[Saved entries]

- - - - - - -

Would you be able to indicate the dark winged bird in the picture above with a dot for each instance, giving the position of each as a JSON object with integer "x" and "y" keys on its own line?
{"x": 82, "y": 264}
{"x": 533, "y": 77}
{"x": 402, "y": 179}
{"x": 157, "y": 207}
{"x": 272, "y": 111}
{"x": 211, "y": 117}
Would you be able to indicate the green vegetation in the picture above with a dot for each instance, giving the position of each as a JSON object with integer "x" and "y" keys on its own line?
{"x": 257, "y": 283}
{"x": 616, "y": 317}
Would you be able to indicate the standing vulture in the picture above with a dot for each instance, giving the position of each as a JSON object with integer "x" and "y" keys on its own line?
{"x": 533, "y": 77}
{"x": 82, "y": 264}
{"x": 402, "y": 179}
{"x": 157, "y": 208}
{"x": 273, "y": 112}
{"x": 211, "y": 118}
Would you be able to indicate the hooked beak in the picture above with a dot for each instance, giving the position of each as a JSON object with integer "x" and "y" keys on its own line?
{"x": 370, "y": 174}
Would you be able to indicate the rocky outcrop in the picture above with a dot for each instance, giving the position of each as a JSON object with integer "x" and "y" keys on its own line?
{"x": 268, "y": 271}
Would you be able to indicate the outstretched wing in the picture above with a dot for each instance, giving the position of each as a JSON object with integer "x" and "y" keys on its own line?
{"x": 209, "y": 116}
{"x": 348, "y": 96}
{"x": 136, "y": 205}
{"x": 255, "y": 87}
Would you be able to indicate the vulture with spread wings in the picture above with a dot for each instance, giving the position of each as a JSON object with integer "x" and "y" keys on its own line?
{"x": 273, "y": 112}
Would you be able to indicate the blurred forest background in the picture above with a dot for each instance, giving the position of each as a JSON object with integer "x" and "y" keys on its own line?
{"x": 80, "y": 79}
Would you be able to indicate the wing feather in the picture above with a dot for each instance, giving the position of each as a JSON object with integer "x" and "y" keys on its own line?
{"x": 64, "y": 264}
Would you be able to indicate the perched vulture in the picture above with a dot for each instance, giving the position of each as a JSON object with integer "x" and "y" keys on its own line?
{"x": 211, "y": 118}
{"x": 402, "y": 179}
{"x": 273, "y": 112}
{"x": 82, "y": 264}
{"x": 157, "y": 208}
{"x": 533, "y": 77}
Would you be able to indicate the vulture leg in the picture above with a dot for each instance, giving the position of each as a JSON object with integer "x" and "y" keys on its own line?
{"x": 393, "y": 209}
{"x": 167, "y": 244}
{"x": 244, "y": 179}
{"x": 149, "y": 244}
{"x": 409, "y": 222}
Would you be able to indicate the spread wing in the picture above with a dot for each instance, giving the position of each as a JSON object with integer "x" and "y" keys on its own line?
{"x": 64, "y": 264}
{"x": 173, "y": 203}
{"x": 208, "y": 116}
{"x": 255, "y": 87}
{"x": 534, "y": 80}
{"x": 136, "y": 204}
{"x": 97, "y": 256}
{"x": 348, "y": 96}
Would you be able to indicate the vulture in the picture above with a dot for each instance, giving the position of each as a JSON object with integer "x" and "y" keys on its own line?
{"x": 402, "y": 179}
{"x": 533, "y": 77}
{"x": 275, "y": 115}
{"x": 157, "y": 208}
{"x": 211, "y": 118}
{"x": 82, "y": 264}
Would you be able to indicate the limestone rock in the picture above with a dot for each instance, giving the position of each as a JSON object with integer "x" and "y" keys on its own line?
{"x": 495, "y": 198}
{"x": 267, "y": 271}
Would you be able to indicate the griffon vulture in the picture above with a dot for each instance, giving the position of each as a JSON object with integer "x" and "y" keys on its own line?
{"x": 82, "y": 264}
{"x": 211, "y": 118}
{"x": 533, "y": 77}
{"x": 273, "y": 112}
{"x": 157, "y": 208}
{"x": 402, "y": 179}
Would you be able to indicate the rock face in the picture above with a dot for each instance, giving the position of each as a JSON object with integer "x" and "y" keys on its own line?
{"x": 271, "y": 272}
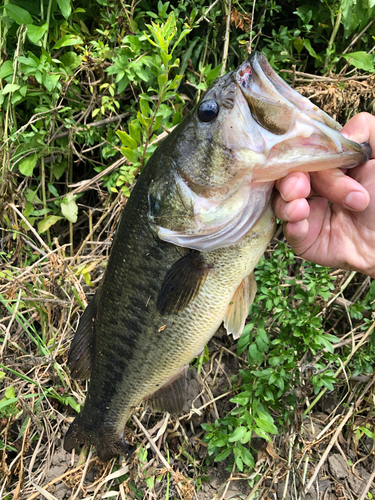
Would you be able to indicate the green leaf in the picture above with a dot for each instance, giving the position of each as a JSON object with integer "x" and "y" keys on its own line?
{"x": 65, "y": 7}
{"x": 360, "y": 60}
{"x": 266, "y": 425}
{"x": 18, "y": 14}
{"x": 10, "y": 87}
{"x": 27, "y": 165}
{"x": 53, "y": 190}
{"x": 309, "y": 48}
{"x": 46, "y": 223}
{"x": 129, "y": 155}
{"x": 69, "y": 208}
{"x": 223, "y": 455}
{"x": 59, "y": 169}
{"x": 237, "y": 434}
{"x": 6, "y": 69}
{"x": 50, "y": 81}
{"x": 71, "y": 60}
{"x": 126, "y": 139}
{"x": 35, "y": 33}
{"x": 68, "y": 40}
{"x": 9, "y": 392}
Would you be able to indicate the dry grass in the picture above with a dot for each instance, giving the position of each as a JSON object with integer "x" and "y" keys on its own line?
{"x": 41, "y": 303}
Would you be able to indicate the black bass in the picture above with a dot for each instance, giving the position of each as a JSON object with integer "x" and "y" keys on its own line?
{"x": 197, "y": 222}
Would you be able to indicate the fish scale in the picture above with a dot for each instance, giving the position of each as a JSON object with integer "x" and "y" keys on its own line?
{"x": 182, "y": 260}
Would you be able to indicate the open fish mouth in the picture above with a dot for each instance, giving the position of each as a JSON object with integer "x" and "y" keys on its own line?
{"x": 261, "y": 130}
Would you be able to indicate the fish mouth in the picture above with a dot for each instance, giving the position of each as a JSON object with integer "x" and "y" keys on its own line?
{"x": 270, "y": 130}
{"x": 297, "y": 134}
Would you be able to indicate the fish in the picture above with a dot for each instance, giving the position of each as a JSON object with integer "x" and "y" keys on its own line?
{"x": 194, "y": 228}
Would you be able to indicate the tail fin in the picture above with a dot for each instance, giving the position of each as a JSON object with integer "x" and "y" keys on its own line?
{"x": 75, "y": 436}
{"x": 107, "y": 445}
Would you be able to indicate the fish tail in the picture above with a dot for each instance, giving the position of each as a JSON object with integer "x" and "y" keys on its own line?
{"x": 75, "y": 435}
{"x": 107, "y": 446}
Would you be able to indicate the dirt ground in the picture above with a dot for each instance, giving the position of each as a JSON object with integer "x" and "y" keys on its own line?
{"x": 283, "y": 468}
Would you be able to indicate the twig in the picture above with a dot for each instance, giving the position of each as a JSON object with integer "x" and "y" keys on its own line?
{"x": 256, "y": 485}
{"x": 358, "y": 36}
{"x": 226, "y": 44}
{"x": 83, "y": 475}
{"x": 339, "y": 370}
{"x": 328, "y": 449}
{"x": 30, "y": 227}
{"x": 157, "y": 451}
{"x": 7, "y": 333}
{"x": 313, "y": 78}
{"x": 207, "y": 11}
{"x": 57, "y": 479}
{"x": 222, "y": 496}
{"x": 99, "y": 123}
{"x": 368, "y": 486}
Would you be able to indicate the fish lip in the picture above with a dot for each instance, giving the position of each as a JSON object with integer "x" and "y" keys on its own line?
{"x": 367, "y": 150}
{"x": 257, "y": 79}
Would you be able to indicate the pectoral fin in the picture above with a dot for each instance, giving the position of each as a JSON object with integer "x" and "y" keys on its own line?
{"x": 238, "y": 309}
{"x": 80, "y": 356}
{"x": 172, "y": 396}
{"x": 182, "y": 283}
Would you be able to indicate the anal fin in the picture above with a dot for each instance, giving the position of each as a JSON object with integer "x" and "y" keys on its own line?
{"x": 172, "y": 396}
{"x": 80, "y": 356}
{"x": 238, "y": 309}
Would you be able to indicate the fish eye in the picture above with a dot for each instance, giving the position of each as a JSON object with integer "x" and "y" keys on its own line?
{"x": 208, "y": 110}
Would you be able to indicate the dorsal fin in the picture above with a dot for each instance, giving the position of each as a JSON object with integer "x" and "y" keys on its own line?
{"x": 182, "y": 283}
{"x": 172, "y": 396}
{"x": 238, "y": 309}
{"x": 80, "y": 355}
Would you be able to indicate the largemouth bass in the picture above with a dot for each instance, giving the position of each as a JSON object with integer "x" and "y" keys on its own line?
{"x": 197, "y": 222}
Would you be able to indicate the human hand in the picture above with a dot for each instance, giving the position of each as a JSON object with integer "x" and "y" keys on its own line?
{"x": 341, "y": 233}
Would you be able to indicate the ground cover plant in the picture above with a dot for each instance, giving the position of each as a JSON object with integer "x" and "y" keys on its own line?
{"x": 87, "y": 91}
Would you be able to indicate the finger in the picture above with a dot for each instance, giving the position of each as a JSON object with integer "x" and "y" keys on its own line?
{"x": 303, "y": 235}
{"x": 361, "y": 128}
{"x": 293, "y": 186}
{"x": 340, "y": 188}
{"x": 293, "y": 211}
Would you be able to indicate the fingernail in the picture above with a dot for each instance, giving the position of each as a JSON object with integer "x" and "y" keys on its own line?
{"x": 289, "y": 186}
{"x": 356, "y": 201}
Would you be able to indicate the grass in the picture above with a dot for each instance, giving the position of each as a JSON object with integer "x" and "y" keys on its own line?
{"x": 41, "y": 303}
{"x": 260, "y": 414}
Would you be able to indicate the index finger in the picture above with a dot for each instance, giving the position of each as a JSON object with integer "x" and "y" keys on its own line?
{"x": 361, "y": 128}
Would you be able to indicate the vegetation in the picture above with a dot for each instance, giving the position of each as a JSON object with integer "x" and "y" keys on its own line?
{"x": 87, "y": 90}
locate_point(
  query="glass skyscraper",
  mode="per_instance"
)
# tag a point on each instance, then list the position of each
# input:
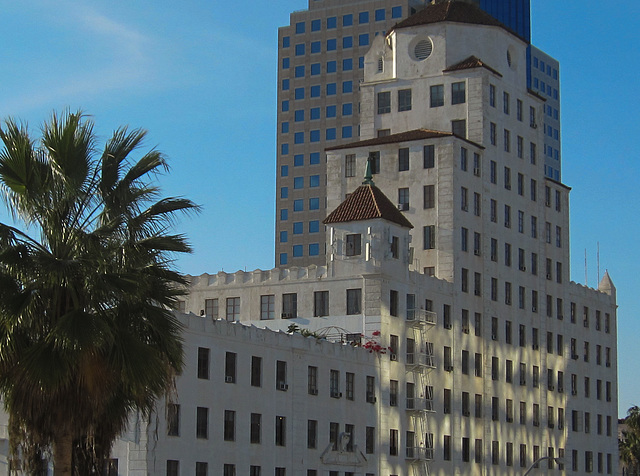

- - - - - - -

## Work order
Only the lines from the line holding "Would you be able to indicate the finger in" through the last line above belong in the answer, repeated exactly; the pictures do not.

## Response to this exercise
Would you be able to indicate the finger in the picture above with a dot for each instance, giving the position of each as a JSON object with integer "x" and "y" keys on its own line?
{"x": 303, "y": 235}
{"x": 361, "y": 128}
{"x": 293, "y": 186}
{"x": 340, "y": 188}
{"x": 293, "y": 211}
Would you be able to indicate the fingernail in the picture above with a dot for each instance, giving the position of each as a JSON object with integer "x" and "y" keys on its own line?
{"x": 289, "y": 186}
{"x": 356, "y": 201}
Would you be able to indicate the grass in the picture above with a dot for each instance, giving the position of each as a JSON object with integer "x" and "y" keys on its own line?
{"x": 41, "y": 303}
{"x": 260, "y": 414}
Would you be able to indicate the index finger in the picture above with a dot for each instance, giving the position of each as a JSON object with integer "x" and "y" keys on its own line?
{"x": 361, "y": 128}
Would you be able to indicate the vegetation in the picture above with a dot for each instance, giving the position of each as a JSON object with integer "x" and "y" keys on its own line?
{"x": 87, "y": 90}
locate_point(
  query="glass skyscraper",
  mode="per_instance"
)
# tag a point on each instance, then list the position of each
# input:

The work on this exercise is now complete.